=== SET EXERCISE ===
Exactly as they appear, copy the lines of the listing from the one containing "Target: white building" through the final line, both included, and nothing else.
-.-.-
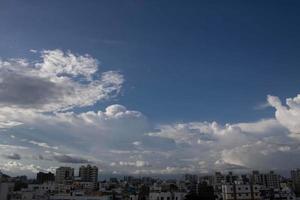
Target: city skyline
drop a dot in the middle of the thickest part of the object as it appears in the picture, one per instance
(149, 87)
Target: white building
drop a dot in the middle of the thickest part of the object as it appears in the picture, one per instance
(167, 195)
(64, 174)
(5, 189)
(241, 192)
(88, 173)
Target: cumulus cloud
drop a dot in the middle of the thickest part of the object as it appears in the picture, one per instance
(59, 81)
(13, 156)
(69, 159)
(37, 105)
(288, 115)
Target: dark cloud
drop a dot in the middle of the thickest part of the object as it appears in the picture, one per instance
-.-.-
=== WRITTEN SOLUTION ===
Target: white building
drop a dot in the middle of the thickest part of the object as it appears in the picture, one per instance
(167, 195)
(64, 174)
(5, 189)
(241, 192)
(88, 173)
Target: cumulus cloud
drop a dot in the middle of the thickest part of the object as it appears in the picture, one per instance
(59, 81)
(13, 156)
(69, 159)
(37, 105)
(288, 115)
Target: dark cloud
drop a dot in the middle of the thickest part of the object as it appears in the picture, one per instance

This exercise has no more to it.